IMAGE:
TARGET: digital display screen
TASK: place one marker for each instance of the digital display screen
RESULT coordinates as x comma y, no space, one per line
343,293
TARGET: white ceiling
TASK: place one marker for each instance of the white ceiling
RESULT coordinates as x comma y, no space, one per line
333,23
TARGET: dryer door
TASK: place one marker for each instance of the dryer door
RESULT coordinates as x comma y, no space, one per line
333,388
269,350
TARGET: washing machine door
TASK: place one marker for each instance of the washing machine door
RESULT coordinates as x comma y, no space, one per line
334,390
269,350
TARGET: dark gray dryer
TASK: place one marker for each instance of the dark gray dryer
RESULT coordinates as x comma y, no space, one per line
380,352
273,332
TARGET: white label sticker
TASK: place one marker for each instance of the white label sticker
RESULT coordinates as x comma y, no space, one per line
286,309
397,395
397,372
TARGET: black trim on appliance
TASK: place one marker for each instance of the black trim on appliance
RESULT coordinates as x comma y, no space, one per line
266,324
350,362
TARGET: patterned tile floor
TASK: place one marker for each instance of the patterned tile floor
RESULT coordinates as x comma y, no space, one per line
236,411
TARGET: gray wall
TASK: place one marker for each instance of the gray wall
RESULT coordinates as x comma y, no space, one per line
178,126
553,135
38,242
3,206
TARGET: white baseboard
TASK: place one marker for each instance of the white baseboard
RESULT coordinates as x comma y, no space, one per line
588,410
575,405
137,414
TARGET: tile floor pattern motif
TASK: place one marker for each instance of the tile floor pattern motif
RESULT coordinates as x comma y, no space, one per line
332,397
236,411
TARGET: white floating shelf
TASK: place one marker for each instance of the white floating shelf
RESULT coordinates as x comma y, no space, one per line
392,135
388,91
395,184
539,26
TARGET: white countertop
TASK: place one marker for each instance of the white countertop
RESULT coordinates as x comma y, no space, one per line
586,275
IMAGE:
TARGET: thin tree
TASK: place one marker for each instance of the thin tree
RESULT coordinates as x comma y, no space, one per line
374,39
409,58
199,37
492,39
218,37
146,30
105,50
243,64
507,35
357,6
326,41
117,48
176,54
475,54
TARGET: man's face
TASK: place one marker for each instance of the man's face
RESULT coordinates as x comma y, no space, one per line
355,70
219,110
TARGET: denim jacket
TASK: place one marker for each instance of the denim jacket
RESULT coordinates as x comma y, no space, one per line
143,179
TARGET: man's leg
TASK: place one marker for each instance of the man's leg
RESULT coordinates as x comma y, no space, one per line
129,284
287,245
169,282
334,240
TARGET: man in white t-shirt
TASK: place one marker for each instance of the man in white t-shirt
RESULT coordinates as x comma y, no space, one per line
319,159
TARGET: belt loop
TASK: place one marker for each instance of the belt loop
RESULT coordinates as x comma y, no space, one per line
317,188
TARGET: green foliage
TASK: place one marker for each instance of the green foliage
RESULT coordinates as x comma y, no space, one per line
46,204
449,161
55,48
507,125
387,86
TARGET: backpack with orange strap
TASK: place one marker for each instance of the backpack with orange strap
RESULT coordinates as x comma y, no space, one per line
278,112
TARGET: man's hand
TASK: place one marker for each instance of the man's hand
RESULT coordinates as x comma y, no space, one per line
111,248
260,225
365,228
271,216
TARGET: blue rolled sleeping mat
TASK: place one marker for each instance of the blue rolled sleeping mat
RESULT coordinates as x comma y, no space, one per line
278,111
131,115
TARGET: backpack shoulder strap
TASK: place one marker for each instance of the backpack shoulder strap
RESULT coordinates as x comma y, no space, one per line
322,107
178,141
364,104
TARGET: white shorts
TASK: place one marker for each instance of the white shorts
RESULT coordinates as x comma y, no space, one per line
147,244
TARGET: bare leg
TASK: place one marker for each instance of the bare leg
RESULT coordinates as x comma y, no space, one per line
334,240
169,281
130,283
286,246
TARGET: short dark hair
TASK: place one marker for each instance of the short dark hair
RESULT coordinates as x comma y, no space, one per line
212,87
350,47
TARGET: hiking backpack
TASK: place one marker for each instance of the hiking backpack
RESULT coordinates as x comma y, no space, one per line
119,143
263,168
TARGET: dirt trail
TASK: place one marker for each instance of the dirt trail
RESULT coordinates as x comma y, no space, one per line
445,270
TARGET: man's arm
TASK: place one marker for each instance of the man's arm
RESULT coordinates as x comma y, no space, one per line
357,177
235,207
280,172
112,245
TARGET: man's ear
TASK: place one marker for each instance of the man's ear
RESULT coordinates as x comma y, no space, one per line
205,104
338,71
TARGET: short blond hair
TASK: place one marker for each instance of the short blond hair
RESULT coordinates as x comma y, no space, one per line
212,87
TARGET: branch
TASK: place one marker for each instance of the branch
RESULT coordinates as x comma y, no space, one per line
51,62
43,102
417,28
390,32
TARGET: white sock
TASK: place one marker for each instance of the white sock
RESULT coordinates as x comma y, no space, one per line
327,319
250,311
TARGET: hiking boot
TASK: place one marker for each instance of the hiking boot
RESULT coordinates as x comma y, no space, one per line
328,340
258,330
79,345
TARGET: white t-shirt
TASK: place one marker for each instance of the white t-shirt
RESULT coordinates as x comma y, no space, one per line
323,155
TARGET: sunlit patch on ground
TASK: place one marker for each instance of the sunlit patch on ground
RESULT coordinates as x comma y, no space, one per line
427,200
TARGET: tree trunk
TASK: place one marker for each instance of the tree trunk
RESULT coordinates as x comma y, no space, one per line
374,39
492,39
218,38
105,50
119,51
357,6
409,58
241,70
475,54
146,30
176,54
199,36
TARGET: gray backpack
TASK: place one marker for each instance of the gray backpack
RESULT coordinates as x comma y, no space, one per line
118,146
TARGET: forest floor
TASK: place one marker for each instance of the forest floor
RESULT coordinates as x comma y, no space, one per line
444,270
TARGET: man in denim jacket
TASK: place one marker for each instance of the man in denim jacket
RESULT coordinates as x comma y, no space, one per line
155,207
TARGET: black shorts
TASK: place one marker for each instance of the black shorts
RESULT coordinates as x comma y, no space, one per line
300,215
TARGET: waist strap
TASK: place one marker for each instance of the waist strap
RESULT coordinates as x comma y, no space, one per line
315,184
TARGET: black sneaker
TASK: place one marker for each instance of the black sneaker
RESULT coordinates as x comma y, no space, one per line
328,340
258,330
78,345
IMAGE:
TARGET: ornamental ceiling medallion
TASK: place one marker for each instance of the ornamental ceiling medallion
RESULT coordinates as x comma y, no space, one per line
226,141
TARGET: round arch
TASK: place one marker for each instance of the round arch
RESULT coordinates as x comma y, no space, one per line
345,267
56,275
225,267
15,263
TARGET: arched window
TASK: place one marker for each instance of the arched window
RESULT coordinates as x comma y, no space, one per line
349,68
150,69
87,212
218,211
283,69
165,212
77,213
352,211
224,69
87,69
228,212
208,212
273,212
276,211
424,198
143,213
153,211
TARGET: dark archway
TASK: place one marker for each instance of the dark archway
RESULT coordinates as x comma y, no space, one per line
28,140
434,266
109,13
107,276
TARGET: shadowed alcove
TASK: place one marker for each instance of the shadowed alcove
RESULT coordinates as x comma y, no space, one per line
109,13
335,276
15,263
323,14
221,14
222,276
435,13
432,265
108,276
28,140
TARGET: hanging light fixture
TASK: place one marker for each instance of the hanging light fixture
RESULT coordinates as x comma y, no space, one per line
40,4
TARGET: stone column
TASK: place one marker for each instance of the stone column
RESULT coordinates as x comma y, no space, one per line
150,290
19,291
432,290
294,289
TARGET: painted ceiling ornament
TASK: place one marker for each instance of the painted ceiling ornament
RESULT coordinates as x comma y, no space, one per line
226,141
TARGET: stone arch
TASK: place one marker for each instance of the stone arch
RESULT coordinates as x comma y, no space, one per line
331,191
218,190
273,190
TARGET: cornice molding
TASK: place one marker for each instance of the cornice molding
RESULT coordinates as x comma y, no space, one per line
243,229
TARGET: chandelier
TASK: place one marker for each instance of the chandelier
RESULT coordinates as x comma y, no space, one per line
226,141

○ ○ ○

**PROBLEM REQUIREMENTS**
Only the lines from the one holding "TARGET: round arch" through the end of the listing should be given again, exactly and with both ends included.

**RESULT OF THIS EXERCISE**
TARGET: round arch
TASK: place one marker for each instance of the round arch
RESULT coordinates as x comma y, no space, one per line
345,267
56,275
225,267
15,263
TARGET: arched window
TASK: place one marker for each instance of the arched window
RESULT coordinates as x comma y, no space, one per line
349,68
150,69
87,212
218,211
283,69
165,212
77,213
352,211
224,69
87,69
228,212
208,212
273,212
276,211
424,198
143,213
153,211
TARGET: dark archway
TASK: place one marker for each instance of the dark archway
RESULT coordinates as x comma y, no space, one per line
28,140
434,266
109,13
107,276
TARGET: shadowed alcove
TASK: place one marker for each instance of the shadowed alcove
RESULT coordinates as x comma y, no space, one per line
109,13
335,276
15,263
323,14
221,14
222,276
435,13
432,265
108,276
28,140
TARGET: hanging light fixture
TASK: place one marker for each instance of the hanging light fixture
RESULT coordinates as x comma y, no space, one per line
40,4
TARGET: stone column
TASK: place one marker for each instance of the stone column
RESULT coordinates as x comma y, no space, one per line
150,290
19,291
432,290
294,289
TARGET: painted ceiling ornament
TASK: place one marker for each instance of the painted ceiling ornament
RESULT coordinates as x comma y, no space, one per line
226,141
TARGET: stone arch
TASK: place one marker for each instance of the stone arch
RESULT coordinates as x comma y, no space, one per line
331,191
218,190
273,190
TARGET: cornice molding
TASK: place one marker for each instance of the cornice molding
RESULT coordinates as x comma y, no space, one per line
243,229
TARGET: chandelier
TASK: place one marker for each instance of the chandelier
RESULT coordinates as x comma y, no space, one per line
226,141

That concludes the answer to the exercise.